Supplied passage —
━━━

The pick roller 10 is rotationally driven in a predetermined direction by a drive source such as a motor, and the sheet 9 pressed against the lower portion of the roller is delivered to the downstream side of the conveyance path 13 by frictional force. When the uppermost first sheet 9 is delivered by the pick roller 10, multiple sheets 9, such as the second and third sheets, may be delivered at the same time.

The pair of conveyance rollers 12 is arranged on the downstream side of the pick roller 10, and feeds the uppermost one sheet 9 among at least one sheet 9 delivered from the pick roller 10 to the downstream side of the conveyance path 13. That is, the pair of conveyance rollers 12 has a function that, when the multiple sheets 9 are delivered simultaneously by the pick roller 10, the paper feed roller 12a and the separation roller 12b cooperate to separate only the uppermost one sheet 9 from the multiple sheets 9 and deliver it to the downstream side.

The paper feed roller 12a is provided on the downstream side of the pick roller 10 in the conveyance path 13, and feeds the sheet 9 delivered from the pick roller 10 to a further downstream side of the conveyance path 13.

━━━

What the task requires — In the pick roller passage, start at the words "The pick roller 10 is" and stop after "the same time.". Copy that span with "motor" swapped out for "stepper motor".

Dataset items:

━━━

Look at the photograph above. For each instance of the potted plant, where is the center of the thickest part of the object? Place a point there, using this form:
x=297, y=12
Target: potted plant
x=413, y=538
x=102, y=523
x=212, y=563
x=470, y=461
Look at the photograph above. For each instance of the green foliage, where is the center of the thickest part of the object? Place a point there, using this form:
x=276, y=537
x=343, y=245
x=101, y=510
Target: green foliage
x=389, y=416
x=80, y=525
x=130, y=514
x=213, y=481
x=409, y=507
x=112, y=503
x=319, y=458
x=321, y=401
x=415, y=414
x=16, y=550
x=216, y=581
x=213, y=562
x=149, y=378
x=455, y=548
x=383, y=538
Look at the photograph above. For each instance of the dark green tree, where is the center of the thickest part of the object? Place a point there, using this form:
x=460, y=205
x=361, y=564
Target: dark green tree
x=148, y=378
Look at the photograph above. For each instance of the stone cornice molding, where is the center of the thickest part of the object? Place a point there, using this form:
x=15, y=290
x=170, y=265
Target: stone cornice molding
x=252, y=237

━━━

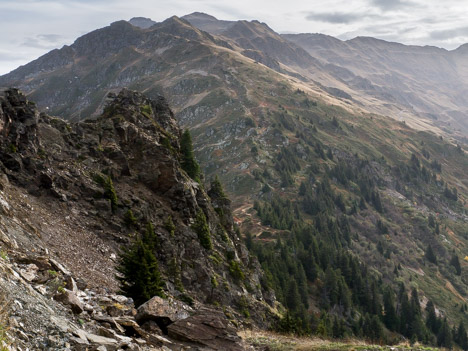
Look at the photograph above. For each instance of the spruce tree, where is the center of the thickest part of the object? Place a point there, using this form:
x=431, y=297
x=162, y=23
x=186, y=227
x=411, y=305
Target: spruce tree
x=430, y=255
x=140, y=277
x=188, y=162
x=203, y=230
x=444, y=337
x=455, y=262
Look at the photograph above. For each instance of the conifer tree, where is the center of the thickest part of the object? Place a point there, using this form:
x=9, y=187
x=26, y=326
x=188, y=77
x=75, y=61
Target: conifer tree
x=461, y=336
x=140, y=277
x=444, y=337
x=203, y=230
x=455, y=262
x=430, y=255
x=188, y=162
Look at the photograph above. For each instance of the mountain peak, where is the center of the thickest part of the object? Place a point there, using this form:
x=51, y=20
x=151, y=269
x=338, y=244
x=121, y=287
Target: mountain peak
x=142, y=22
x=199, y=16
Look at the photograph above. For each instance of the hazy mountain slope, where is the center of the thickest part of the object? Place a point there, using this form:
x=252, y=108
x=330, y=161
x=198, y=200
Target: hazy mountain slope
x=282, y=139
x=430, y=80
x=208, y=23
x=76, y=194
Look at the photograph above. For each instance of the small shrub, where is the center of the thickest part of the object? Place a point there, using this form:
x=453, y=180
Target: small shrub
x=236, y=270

━━━

The reply —
The pick roller 10 is rotationally driven in a predetermined direction by a drive source such as a stepper motor, and the sheet 9 pressed against the lower portion of the roller is delivered to the downstream side of the conveyance path 13 by frictional force. When the uppermost first sheet 9 is delivered by the pick roller 10, multiple sheets 9, such as the second and third sheets, may be delivered at the same time.